▶ [Exercise goal]: Report every line of the data where the string "chrysler" appears.

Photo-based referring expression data
--- START ---
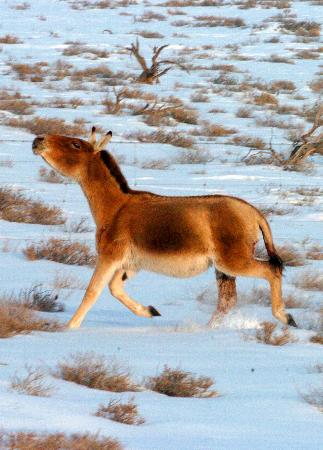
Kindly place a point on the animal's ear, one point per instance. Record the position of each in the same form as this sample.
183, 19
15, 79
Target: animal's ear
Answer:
92, 138
102, 142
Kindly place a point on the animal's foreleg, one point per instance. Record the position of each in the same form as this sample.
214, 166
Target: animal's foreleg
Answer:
116, 289
101, 276
227, 295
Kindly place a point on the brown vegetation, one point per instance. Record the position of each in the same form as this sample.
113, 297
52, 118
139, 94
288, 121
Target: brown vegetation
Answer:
93, 371
179, 383
16, 207
62, 251
267, 335
56, 441
18, 319
121, 412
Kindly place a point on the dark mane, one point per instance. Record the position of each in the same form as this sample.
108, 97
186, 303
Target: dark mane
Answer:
115, 171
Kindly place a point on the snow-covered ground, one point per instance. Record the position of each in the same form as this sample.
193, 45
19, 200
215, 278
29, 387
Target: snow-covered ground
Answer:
260, 404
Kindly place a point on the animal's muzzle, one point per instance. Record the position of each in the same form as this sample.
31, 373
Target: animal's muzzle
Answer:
37, 145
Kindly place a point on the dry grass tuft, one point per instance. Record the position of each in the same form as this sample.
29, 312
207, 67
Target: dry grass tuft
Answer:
93, 371
62, 251
117, 411
33, 383
36, 298
314, 397
40, 125
18, 319
266, 335
160, 136
56, 441
311, 281
317, 339
15, 207
178, 383
50, 176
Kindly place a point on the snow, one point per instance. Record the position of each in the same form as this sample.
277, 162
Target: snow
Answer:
260, 404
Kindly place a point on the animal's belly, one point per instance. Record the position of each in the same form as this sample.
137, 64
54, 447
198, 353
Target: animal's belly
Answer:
176, 266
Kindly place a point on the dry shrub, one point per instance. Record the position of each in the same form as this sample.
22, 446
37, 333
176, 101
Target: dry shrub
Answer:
15, 207
40, 125
301, 28
289, 254
9, 39
265, 99
95, 372
61, 250
36, 298
315, 252
314, 397
50, 176
150, 34
317, 339
121, 412
17, 319
56, 441
218, 21
244, 113
33, 383
194, 156
311, 281
15, 103
267, 335
214, 130
160, 136
178, 383
249, 141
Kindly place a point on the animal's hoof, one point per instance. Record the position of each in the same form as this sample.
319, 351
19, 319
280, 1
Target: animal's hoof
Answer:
153, 311
290, 321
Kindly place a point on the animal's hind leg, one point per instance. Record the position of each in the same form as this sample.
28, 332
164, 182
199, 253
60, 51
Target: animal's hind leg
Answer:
227, 295
116, 289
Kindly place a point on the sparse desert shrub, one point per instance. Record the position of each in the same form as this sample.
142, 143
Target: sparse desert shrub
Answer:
267, 334
195, 156
249, 141
17, 319
62, 251
317, 339
265, 99
50, 176
179, 383
160, 136
311, 281
37, 298
301, 28
121, 412
314, 397
33, 383
56, 441
16, 207
93, 371
40, 125
9, 39
15, 103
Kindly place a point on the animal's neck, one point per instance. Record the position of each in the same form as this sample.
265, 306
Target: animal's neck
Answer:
103, 192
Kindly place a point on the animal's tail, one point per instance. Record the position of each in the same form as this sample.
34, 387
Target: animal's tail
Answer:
274, 259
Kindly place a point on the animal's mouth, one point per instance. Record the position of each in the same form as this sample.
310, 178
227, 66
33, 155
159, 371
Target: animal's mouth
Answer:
38, 145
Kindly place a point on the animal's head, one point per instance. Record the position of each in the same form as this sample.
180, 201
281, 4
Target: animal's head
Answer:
70, 156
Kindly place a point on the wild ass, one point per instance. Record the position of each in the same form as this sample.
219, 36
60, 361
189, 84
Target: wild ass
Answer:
175, 236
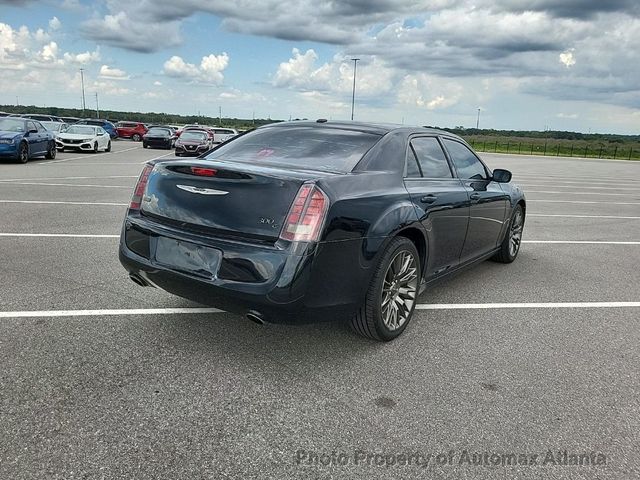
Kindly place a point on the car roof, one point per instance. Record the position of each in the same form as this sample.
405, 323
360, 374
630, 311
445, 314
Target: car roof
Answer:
368, 127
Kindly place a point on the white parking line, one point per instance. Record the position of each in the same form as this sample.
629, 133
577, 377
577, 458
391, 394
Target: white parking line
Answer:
555, 185
579, 216
68, 185
92, 155
534, 200
94, 313
581, 242
42, 202
581, 193
208, 310
64, 235
64, 178
491, 306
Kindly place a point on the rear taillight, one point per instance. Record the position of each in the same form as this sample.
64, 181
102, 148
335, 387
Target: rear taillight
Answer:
138, 192
204, 172
306, 215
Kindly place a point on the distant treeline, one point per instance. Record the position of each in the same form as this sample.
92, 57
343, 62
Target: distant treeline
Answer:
549, 134
172, 118
146, 117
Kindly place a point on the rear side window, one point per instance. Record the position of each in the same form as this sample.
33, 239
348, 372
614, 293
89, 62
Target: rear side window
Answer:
467, 164
433, 163
317, 148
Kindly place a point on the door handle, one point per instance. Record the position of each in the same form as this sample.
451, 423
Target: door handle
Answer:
428, 199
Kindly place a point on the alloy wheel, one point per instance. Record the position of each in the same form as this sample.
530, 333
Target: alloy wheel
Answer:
399, 290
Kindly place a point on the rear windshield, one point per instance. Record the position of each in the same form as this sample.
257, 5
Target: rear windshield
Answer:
316, 148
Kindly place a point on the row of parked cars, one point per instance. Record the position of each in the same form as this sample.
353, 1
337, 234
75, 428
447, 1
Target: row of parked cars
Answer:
32, 135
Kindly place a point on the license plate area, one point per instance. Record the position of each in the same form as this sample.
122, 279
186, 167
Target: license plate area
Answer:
188, 257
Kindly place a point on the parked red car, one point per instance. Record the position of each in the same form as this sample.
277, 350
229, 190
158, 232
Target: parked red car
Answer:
133, 130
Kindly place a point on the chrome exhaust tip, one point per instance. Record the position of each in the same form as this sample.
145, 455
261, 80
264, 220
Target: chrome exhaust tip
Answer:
138, 280
255, 317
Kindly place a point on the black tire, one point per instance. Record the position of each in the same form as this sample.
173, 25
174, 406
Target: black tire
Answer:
51, 151
23, 152
369, 321
510, 246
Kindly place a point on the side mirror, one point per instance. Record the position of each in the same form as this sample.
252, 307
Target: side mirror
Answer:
501, 176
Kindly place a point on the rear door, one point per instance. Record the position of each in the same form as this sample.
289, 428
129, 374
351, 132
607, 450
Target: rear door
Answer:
43, 135
34, 138
440, 200
488, 200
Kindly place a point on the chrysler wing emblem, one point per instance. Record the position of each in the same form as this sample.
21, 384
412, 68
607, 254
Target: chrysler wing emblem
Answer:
200, 190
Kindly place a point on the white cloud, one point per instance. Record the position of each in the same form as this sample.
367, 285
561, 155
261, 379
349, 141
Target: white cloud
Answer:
300, 72
113, 73
49, 52
41, 36
429, 92
567, 58
571, 116
210, 70
54, 24
83, 58
127, 29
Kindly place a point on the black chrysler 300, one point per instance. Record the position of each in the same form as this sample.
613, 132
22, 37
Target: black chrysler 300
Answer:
301, 221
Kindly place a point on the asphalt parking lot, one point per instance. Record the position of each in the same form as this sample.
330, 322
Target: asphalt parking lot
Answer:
534, 357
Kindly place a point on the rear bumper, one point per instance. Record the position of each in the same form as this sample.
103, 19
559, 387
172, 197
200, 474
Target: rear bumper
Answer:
324, 282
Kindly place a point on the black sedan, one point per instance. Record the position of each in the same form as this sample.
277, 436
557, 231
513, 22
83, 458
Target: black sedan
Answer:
302, 221
159, 137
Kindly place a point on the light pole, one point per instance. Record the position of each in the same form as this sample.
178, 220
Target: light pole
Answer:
84, 106
353, 94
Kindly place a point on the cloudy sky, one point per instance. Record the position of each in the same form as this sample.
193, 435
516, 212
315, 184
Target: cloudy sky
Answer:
536, 64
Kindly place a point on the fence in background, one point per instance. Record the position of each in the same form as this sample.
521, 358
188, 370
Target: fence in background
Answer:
557, 149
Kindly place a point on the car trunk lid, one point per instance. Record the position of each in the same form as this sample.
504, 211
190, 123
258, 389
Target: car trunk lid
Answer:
223, 198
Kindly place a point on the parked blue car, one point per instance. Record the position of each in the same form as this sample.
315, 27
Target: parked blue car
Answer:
23, 138
98, 122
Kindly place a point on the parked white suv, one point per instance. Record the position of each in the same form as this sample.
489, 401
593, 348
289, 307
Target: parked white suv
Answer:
221, 135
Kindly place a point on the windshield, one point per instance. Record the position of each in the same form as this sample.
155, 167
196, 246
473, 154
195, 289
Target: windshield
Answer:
53, 126
11, 125
329, 149
192, 135
159, 132
81, 130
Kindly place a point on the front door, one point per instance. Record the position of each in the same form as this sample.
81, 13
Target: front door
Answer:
487, 199
441, 202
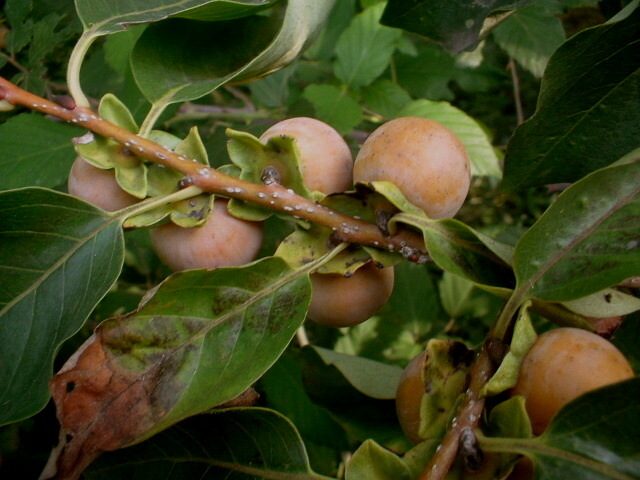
--- END ---
▶ [Answer to this task]:
Kindly place a point on the chrysler wing emblem, one point per instance. Record the position of each in the same form as this sample.
Target: chrysler wing emblem
Kindly place a point on the black chrysler 300, one point per instance. Record the position of each in the same form as this sample.
Target: black chrysler 300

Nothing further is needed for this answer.